### DIRECTIONS FOR THIS TASK
Copy the following records line for line, with no changes.

# start of TASK DATA

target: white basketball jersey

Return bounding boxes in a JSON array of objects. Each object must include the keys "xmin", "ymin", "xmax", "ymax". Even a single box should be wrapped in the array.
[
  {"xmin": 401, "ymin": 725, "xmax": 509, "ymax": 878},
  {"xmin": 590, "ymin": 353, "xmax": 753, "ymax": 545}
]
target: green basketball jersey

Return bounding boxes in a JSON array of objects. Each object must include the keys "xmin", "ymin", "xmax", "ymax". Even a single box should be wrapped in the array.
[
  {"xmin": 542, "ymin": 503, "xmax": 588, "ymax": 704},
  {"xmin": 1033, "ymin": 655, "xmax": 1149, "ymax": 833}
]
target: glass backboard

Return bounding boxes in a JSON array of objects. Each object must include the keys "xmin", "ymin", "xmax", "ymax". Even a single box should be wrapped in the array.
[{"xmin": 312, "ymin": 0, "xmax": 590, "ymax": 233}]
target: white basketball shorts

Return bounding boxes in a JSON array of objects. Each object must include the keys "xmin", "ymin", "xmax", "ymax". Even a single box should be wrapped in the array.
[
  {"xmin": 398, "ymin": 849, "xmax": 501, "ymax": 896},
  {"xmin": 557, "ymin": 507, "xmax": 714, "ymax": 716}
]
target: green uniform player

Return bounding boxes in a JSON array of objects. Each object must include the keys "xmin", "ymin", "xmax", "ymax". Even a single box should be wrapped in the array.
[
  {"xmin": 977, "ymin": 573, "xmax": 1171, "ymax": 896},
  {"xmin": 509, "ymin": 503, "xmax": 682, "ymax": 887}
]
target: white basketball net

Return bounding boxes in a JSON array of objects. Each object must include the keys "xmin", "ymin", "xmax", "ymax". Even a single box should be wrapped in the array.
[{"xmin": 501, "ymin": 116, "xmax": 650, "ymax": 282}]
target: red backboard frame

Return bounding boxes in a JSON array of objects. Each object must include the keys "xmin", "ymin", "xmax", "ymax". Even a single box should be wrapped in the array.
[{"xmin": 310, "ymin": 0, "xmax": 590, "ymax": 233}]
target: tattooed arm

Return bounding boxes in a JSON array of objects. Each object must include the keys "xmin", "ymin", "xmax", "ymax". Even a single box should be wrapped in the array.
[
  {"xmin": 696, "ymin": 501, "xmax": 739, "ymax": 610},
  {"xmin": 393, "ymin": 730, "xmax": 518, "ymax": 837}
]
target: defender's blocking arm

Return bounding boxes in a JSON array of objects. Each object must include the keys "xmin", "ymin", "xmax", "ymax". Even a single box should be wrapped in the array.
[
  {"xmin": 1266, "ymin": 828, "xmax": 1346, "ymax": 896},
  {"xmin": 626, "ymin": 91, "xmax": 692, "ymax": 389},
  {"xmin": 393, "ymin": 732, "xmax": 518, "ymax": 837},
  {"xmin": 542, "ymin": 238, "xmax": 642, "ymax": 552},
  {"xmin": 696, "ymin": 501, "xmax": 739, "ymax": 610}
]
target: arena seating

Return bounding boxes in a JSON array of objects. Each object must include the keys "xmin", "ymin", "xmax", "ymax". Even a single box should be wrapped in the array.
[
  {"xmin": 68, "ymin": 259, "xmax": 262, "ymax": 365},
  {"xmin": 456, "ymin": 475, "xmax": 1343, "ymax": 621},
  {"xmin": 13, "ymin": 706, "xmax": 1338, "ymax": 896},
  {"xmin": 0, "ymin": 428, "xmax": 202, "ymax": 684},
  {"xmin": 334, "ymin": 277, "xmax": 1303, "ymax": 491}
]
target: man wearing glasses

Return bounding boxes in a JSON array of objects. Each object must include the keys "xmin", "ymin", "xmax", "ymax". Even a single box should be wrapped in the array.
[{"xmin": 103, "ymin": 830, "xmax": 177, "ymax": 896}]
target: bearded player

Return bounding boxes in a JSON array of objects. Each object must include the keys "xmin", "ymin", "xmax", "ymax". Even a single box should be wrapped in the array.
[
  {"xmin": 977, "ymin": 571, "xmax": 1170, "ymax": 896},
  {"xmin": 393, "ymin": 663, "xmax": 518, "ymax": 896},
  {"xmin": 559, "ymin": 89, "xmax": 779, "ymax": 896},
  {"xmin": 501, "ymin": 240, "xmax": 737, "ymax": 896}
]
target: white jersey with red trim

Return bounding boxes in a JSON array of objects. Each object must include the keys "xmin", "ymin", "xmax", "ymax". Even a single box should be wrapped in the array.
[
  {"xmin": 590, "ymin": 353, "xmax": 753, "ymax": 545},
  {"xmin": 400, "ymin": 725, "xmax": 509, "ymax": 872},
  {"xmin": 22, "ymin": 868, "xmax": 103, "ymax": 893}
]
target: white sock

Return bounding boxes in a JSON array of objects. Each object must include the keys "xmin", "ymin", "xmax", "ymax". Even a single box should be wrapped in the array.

# end of TASK DATA

### CORRECT OUTPUT
target: white basketball jersey

Return bounding boxes in a JSON array of objects. Each object must include the keys "xmin", "ymin", "xmax", "ymax". Even a single box should be wrapped in the array.
[
  {"xmin": 401, "ymin": 725, "xmax": 509, "ymax": 878},
  {"xmin": 590, "ymin": 353, "xmax": 753, "ymax": 545}
]
target: green basketball jersey

Return bounding boxes in a JSON array of objects. Each object must include the keys "xmin", "ymin", "xmax", "ymax". Even a single box should be wrapped in the array.
[
  {"xmin": 542, "ymin": 503, "xmax": 588, "ymax": 704},
  {"xmin": 1033, "ymin": 655, "xmax": 1149, "ymax": 833}
]
target: glass backboard

Return bounding boxes in a JSON array of objects. Each object must include the keys "xmin", "ymin", "xmax", "ymax". Even a single box should be wrapped in the array.
[{"xmin": 312, "ymin": 0, "xmax": 590, "ymax": 233}]
target: white basketball shorts

Return bounding boxes in a JSON array of objects. Each object must include the keys "xmin", "ymin", "xmax", "ymax". Even a single box should be wrapped in the array.
[
  {"xmin": 398, "ymin": 849, "xmax": 501, "ymax": 896},
  {"xmin": 557, "ymin": 507, "xmax": 714, "ymax": 716}
]
target: green uniform player

Return bounding boxes in a JSON array of objects. Each object must include the keys "xmin", "ymin", "xmax", "ymax". Even a single box should be wrapped in the array.
[
  {"xmin": 977, "ymin": 573, "xmax": 1171, "ymax": 896},
  {"xmin": 509, "ymin": 503, "xmax": 682, "ymax": 887}
]
target: white basketball net

Return bounding boxes in a JSON array of objects. Each object must include the keys "xmin", "ymin", "xmax", "ymax". Even a single box should be wrapped in the array.
[{"xmin": 501, "ymin": 116, "xmax": 650, "ymax": 282}]
target: red backboard frame

Return bounding boxes in a JSON array of objects. Each object must include the keys "xmin", "ymin", "xmax", "ymax". Even a single box should be wrapped in the array.
[{"xmin": 310, "ymin": 0, "xmax": 590, "ymax": 233}]
target: tattooed arm

Return bounding boxes in a JSON array of objects. Each object must include the keys "xmin", "ymin", "xmax", "ymax". Even a single box should be wrapped in the array.
[
  {"xmin": 696, "ymin": 501, "xmax": 739, "ymax": 610},
  {"xmin": 393, "ymin": 730, "xmax": 518, "ymax": 837}
]
target: defender's blocking arm

Return bounding boxes in a JSON array of objects. Each object must include the keys "xmin", "ymin", "xmax", "ymax". Even a single box should be wrapped in the array.
[
  {"xmin": 1266, "ymin": 828, "xmax": 1346, "ymax": 896},
  {"xmin": 626, "ymin": 91, "xmax": 692, "ymax": 389},
  {"xmin": 393, "ymin": 732, "xmax": 518, "ymax": 837},
  {"xmin": 542, "ymin": 238, "xmax": 642, "ymax": 552},
  {"xmin": 696, "ymin": 501, "xmax": 739, "ymax": 610}
]
target: arena seating

Return bounding boxes in a JSON array of objects. Each object must include the keys "xmin", "ymin", "xmax", "ymax". Even a single box should be wrapped in the array.
[
  {"xmin": 68, "ymin": 259, "xmax": 262, "ymax": 365},
  {"xmin": 456, "ymin": 475, "xmax": 1343, "ymax": 621},
  {"xmin": 13, "ymin": 706, "xmax": 1338, "ymax": 896},
  {"xmin": 0, "ymin": 428, "xmax": 202, "ymax": 684},
  {"xmin": 334, "ymin": 277, "xmax": 1303, "ymax": 491}
]
target: man wearing glasses

Return bounding boxes in a JSON array of objects. Each object must include the keys "xmin", "ymin", "xmax", "ymax". Even a single box should be wrapped in the array.
[{"xmin": 103, "ymin": 830, "xmax": 177, "ymax": 896}]
target: bearded player

Return bounding boxes in a JSON array of objects. Each object must include the keys "xmin", "ymin", "xmax", "ymax". Even a single box should be wrapped in the array.
[
  {"xmin": 977, "ymin": 571, "xmax": 1170, "ymax": 896},
  {"xmin": 393, "ymin": 663, "xmax": 518, "ymax": 896},
  {"xmin": 559, "ymin": 89, "xmax": 779, "ymax": 896},
  {"xmin": 501, "ymin": 240, "xmax": 737, "ymax": 896}
]
target: white jersey with red trim

Return bounding boxes in a JSON array of objects. Each object must include the keys "xmin", "ymin", "xmax", "ymax". Even a single box should be wrapped in the array.
[
  {"xmin": 590, "ymin": 353, "xmax": 753, "ymax": 545},
  {"xmin": 400, "ymin": 725, "xmax": 509, "ymax": 872},
  {"xmin": 22, "ymin": 868, "xmax": 103, "ymax": 893}
]
target: white sock

Return bounding boxes in a JSON array of objects. Each object must include the keys "xmin", "ymin", "xmax", "ymax". Even a single box should be wrapped in the array.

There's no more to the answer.